Exercise details: Write every entry out again exactly, please, and skip the pictures.

** Exercise inputs follows **

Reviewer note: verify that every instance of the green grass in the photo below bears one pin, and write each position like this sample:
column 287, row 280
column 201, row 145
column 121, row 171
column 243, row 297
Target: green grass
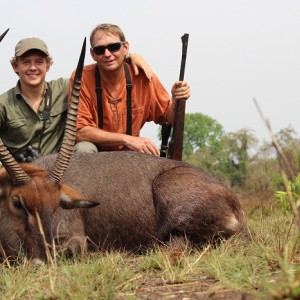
column 266, row 266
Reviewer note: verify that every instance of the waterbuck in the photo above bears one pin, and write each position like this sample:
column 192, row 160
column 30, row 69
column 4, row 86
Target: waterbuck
column 124, row 200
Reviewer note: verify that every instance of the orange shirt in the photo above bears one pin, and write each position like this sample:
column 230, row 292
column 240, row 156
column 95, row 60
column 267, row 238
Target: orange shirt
column 150, row 102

** End of Exercise inputs **

Result of the exercise:
Reviewer note: verify that every instance of the green grass in the photo below bears one pin, and write each position like this sample:
column 287, row 280
column 201, row 145
column 121, row 171
column 243, row 297
Target: green grass
column 266, row 266
Reviewer note: verify that every instance of the waterbuck in the photo above bears one pin, and write each position like this sample:
column 192, row 160
column 30, row 69
column 4, row 86
Target: waterbuck
column 124, row 200
Reviewer note: verify that every instance of the orange shirt in the photo above bears one pin, and write each position like this sample:
column 230, row 292
column 240, row 156
column 95, row 60
column 267, row 238
Target: orange shirt
column 150, row 102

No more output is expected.